ZU ERLEDIGENDE AUFGABEN —
a – Wie viele Seiten umfasst der Abschlussbericht laut dem Textauszug zum DRIVE-AB-Projekt?
b – Führe den Textauszug zum DRIVE-AB-Projekt im selben Stil nach seinem letzten Satz fort.

ZITIERTER TEXTAUSZUG —
──────
Alle Vorschläge zusammen bilden ein so genanntes „Anreiz-Ökosystem“: Sie enthalten Investitionsanreize für forschende Pharma-Unternehmen, zielen aber zugleich darauf ab, neue Antibiotika gezielt und sinnvoll einzusetzen.
Wechsel beim politischen Klima
Insgesamt umfasst der Abschlussbericht 137 Seiten, auf denen die Interessen aller Beteiligten unter einen Hut gebracht werden mussten. Keine einfache Aufgabe für Projekt-Koordinator Prof. Stephan Harbarth, der am Universitätsklinikum in Genf die Abteilung für Prävention und Kontrolle von Infektionskrankheiten leitet. „Als wir vor vier Jahren anfingen, waren wir ein netter Club von Akademikern und vernünftigen Industrievertretern“, sagt er, „seither haben wir viel erreicht. Wir waren Katalysatoren für wichtige Projekte, die neu in Gang gekommen sind. Aber es hat sich eben auch die politische Gewichtung verändert, insbesondere in den USA. Insofern bin ich skeptisch, ob unsere Vorschläge in die weltpolitische Landschaft passen.“
Zu den Erfolgen des DRIVE-AB Projektes zählen neu entstandene Initiativen wie „CARB-X“ (Combating Antibiotic-Resistant Bacteria Biopharmaceutical Accelerator) an der Boston University in den USA – bereits im ersten Jahr nach seiner Gründung unterstützte CARB-X 18 Forschungsteams in sechs Ländern. „Hier läuft unsere Idee des Push-Funding, also einer Startfinanzierung, schon recht erfolgreich“, sagt Harbarth. Ähnliches gilt für die „Global Antibiotic Research and Development Partnership“ (GARDP), die im Mai 2016 ihre Arbeit in Genf aufnahm – unter Federführung der WHO und der „Drugs for Neglected Diseases Initiative“ (DNDi).
──────
EXTRAHIERTE ZEILEN —
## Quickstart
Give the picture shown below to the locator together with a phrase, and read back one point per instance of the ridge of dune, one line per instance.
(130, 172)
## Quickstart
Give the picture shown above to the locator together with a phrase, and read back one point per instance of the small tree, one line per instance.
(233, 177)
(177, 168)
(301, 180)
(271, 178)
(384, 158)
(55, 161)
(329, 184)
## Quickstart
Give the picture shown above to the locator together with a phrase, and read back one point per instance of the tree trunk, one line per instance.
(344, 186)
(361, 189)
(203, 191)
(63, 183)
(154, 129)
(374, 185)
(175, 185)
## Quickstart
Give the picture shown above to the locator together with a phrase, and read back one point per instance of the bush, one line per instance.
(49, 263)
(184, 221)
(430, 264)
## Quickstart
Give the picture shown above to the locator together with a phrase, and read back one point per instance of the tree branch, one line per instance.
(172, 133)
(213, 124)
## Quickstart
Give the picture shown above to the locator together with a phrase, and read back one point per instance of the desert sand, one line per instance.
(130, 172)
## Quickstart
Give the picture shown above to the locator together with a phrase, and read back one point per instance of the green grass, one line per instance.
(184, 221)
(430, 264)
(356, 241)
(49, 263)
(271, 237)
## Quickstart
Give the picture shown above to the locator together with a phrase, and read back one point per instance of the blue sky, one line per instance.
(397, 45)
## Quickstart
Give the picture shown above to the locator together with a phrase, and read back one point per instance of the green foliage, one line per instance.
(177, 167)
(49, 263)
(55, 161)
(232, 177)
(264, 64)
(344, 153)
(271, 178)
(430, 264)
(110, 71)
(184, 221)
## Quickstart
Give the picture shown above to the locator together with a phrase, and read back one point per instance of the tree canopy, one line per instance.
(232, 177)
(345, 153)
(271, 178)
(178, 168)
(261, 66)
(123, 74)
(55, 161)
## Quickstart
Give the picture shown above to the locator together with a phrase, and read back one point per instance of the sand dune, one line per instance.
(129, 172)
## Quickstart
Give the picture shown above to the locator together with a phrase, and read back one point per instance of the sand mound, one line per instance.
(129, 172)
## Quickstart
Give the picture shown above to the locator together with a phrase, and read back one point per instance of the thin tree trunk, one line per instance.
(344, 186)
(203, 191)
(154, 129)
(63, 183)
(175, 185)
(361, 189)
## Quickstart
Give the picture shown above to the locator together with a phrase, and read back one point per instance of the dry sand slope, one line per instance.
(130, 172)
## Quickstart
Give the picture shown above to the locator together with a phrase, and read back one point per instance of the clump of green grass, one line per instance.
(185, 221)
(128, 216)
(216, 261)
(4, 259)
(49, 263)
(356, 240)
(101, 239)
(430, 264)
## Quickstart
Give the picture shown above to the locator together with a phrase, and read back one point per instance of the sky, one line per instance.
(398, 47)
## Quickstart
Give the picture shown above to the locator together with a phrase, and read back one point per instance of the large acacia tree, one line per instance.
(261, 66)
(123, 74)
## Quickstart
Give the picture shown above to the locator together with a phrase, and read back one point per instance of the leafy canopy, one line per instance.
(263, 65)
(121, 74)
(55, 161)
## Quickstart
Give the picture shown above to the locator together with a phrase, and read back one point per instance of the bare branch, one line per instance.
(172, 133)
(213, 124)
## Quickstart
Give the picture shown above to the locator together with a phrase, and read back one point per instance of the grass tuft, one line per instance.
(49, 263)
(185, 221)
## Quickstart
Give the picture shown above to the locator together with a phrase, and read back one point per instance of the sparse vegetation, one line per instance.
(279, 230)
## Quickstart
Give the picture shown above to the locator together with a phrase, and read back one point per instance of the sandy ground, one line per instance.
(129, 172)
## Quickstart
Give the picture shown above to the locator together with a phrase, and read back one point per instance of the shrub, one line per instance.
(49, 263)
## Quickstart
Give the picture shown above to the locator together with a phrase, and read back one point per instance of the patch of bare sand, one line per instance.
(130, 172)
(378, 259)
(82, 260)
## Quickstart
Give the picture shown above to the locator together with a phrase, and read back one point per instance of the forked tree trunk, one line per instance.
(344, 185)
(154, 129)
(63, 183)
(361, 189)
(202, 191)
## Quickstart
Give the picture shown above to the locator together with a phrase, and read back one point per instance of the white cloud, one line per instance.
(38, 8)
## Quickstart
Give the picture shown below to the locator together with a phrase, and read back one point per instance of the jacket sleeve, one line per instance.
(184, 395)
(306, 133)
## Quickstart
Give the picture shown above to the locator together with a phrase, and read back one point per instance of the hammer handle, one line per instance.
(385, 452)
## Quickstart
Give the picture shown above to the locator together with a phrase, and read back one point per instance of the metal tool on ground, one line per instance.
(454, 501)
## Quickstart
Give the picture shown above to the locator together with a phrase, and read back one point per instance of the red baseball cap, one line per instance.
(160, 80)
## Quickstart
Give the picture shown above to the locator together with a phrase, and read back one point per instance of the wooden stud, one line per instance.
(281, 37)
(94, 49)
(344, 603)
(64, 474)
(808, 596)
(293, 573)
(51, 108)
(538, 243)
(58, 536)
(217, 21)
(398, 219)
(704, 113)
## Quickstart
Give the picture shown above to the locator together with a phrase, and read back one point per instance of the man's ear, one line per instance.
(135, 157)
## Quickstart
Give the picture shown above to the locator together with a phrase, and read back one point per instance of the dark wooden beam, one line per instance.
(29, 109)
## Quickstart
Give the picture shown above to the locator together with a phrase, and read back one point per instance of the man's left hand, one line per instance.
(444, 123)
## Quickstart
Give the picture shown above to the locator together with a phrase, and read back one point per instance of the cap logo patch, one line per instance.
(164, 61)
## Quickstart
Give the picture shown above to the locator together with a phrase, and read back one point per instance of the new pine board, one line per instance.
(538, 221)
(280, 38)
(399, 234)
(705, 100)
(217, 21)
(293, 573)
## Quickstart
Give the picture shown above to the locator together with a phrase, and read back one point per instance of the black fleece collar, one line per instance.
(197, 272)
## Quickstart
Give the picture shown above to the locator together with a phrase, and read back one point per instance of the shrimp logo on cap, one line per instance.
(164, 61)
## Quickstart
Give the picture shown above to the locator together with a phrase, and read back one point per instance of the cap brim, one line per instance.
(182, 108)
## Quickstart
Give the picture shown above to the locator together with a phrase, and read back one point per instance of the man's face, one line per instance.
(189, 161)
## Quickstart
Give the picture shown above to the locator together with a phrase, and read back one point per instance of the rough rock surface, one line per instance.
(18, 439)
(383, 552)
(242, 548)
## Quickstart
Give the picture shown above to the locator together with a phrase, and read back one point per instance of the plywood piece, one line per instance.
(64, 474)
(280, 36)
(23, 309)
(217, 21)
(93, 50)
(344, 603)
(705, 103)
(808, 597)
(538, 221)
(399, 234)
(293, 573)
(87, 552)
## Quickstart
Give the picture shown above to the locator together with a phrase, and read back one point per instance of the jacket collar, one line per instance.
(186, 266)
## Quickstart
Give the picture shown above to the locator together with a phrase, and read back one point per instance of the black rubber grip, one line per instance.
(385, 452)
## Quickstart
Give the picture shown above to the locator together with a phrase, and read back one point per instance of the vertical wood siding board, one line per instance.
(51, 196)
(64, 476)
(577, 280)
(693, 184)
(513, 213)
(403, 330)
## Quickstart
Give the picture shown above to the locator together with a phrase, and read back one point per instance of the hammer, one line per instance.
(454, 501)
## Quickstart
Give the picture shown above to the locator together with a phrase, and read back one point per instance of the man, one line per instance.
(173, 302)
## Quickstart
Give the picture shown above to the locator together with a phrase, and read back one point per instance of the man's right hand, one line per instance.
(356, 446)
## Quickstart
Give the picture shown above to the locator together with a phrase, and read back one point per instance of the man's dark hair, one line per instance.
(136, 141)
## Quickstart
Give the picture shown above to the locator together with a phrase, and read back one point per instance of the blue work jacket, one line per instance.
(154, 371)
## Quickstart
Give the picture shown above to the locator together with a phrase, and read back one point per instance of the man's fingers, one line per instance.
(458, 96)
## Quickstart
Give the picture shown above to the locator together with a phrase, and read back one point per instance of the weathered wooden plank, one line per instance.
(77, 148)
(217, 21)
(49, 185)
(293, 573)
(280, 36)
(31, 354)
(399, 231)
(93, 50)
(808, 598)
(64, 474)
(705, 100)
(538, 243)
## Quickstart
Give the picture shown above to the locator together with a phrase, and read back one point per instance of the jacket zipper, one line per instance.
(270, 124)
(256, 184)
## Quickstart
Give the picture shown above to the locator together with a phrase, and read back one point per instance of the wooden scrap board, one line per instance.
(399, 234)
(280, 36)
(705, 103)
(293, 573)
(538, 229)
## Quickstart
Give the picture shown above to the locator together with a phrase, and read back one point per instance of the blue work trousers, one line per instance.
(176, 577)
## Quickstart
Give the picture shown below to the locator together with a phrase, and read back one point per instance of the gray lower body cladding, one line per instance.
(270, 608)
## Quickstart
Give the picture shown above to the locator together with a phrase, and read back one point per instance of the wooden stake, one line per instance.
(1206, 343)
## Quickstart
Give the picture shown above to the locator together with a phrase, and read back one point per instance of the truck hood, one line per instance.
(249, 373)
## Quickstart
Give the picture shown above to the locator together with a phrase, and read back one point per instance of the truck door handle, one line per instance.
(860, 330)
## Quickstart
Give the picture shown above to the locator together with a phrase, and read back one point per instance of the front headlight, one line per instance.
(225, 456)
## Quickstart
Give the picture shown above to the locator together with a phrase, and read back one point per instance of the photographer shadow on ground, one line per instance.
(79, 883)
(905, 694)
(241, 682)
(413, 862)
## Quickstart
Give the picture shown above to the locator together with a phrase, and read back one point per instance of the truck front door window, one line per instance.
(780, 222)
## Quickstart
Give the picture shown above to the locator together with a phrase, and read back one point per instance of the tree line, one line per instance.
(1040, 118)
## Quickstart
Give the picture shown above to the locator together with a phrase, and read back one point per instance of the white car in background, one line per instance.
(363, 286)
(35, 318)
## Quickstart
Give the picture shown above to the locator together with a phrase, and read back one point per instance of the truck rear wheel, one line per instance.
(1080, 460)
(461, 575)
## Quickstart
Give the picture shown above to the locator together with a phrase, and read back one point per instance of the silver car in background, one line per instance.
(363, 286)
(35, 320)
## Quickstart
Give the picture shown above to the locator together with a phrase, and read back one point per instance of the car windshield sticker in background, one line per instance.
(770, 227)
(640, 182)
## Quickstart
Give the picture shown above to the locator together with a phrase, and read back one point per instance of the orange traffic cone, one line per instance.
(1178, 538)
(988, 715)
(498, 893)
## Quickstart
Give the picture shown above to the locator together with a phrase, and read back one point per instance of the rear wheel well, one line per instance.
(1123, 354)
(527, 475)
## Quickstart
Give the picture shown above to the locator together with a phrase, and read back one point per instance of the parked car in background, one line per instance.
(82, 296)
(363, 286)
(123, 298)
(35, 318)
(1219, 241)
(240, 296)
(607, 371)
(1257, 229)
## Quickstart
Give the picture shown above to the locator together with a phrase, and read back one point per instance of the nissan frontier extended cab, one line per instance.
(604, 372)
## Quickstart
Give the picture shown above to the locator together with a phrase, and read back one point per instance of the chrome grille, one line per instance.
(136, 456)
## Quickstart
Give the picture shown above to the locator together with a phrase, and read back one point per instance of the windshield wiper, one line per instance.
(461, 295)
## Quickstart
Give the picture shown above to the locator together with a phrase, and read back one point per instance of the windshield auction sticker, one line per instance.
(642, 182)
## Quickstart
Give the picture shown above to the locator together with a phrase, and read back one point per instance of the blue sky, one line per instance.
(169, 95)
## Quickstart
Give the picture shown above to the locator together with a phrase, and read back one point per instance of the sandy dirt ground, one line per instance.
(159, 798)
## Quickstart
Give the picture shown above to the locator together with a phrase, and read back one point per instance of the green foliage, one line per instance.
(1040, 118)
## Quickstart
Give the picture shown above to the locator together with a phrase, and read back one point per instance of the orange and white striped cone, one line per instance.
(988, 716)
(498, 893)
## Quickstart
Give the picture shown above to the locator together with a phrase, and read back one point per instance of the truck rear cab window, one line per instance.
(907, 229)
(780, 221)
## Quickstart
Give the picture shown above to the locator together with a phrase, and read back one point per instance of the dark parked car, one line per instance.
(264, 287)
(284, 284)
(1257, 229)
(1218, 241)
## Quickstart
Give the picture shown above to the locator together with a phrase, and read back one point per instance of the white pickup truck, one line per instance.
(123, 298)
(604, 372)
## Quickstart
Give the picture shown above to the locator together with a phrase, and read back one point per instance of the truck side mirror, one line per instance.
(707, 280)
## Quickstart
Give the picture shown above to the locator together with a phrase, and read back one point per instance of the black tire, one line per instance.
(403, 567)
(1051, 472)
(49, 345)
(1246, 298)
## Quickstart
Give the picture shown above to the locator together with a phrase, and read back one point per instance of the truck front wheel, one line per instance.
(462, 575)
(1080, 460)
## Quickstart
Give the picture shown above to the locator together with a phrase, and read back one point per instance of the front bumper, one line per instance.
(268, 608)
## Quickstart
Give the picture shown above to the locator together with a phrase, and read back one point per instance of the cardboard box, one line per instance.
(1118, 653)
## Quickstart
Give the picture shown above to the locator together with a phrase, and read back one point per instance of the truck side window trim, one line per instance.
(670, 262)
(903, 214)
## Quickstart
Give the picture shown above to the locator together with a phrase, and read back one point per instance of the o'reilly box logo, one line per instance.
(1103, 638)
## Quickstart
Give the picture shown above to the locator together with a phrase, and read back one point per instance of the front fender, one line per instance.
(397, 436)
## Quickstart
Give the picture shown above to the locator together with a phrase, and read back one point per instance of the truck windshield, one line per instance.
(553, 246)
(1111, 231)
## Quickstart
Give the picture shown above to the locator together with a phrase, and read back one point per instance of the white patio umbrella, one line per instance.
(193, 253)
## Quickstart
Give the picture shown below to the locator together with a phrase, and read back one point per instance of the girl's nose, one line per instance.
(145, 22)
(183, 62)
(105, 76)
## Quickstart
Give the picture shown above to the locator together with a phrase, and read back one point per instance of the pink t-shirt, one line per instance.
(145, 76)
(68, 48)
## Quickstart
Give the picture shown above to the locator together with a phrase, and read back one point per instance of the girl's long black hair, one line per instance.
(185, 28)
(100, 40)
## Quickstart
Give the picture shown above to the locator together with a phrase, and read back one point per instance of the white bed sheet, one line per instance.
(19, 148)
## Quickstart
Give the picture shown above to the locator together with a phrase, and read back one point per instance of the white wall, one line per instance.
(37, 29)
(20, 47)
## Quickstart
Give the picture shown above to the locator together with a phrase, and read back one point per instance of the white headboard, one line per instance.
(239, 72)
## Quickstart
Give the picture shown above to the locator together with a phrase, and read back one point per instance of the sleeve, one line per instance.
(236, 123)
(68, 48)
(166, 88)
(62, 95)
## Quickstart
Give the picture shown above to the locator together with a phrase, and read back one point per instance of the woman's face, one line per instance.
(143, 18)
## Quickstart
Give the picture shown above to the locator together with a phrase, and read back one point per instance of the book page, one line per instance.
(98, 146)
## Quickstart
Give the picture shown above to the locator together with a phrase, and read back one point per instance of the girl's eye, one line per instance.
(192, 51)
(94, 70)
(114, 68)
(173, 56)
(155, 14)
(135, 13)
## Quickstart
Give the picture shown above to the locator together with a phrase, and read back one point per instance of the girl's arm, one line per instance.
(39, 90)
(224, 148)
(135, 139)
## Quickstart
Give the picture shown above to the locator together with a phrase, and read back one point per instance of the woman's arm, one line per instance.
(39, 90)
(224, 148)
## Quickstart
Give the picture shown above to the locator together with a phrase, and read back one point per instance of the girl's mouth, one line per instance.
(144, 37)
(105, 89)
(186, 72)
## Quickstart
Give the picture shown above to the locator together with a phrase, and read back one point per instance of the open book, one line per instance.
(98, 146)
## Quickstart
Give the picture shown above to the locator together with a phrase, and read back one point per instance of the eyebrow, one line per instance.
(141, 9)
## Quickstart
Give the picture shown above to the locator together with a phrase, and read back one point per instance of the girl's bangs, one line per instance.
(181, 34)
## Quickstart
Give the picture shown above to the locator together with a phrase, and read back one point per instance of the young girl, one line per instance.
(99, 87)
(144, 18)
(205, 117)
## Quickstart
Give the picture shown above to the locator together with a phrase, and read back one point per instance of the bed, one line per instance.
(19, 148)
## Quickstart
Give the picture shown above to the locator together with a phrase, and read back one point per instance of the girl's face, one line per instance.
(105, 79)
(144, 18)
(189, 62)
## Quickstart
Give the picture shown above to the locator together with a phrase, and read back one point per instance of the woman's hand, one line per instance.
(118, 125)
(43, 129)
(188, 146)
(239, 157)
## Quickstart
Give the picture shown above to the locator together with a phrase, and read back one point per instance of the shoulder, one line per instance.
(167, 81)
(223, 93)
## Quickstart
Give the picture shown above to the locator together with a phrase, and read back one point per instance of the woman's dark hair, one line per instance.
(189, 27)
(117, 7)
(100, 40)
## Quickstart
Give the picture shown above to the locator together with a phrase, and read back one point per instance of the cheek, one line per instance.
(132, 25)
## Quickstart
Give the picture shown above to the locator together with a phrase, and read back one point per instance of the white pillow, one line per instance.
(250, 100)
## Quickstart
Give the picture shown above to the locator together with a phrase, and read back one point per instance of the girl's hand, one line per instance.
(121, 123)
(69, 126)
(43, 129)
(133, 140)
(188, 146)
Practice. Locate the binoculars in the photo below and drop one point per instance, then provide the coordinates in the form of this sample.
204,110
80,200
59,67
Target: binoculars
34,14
──────
GEGEBENE ANTWORTEN —
a – Der Abschlussbericht umfasst 137 Seiten.

b –
Die akademische Arbeit von DRIVE-AB trug auch dazu bei, dass 2017 beim G20-Gipfel in Hamburg über das Thema „Antibiotikaresistenzen“ gesprochen wurde – in der Folge wurde in Berlin ein „Collaboration Hub“ eingerichtet, eine globale Koordinationsplattform für die Forschung und Entwicklung neuer Antibiotika.
Gegenwind gegen solche weltweiten Initiativen gibt es allerdings vor allem aus den USA: „Die Amerikaner sagen generell, dass sie supranationale Strukturen derzeit nicht auf der politischen Agenda haben“, so Prof. Harbarth, „außerdem sind sie mit ihrer jetzigen Regierung gegen Eingriffe in den freien Markt.“ Da kommt der Vorschlag nicht sonderlich gut an, Geld für die Einführung eines Produktes zu bezahlen, nicht aber für das Verkaufsvolumen. Und das, obwohl sich die angestrebte Belohnung für die Markteinführung eines neuen Antibiotikums durchaus sehen lassen kann: Eine Milliarde US-Dollar schlägt DRIVE-AB vor – damit könnte sich die Zahl neuer Antibiotika in den kommenden 30 Jahren vervierfachen. „Diese eine Milliarde fanden einige Kritiker viel zu hoch, andere meinten, das sei viel zu wenig“, so Harbarth. Er selbst hält sie für angemessen, wenn man bedenkt, dass die Entwicklung eines neuen, wirklich innovativen Antibiotikums zwischen 800 Millionen und 1,5 Milliarden US-Dollar verschlingen wird.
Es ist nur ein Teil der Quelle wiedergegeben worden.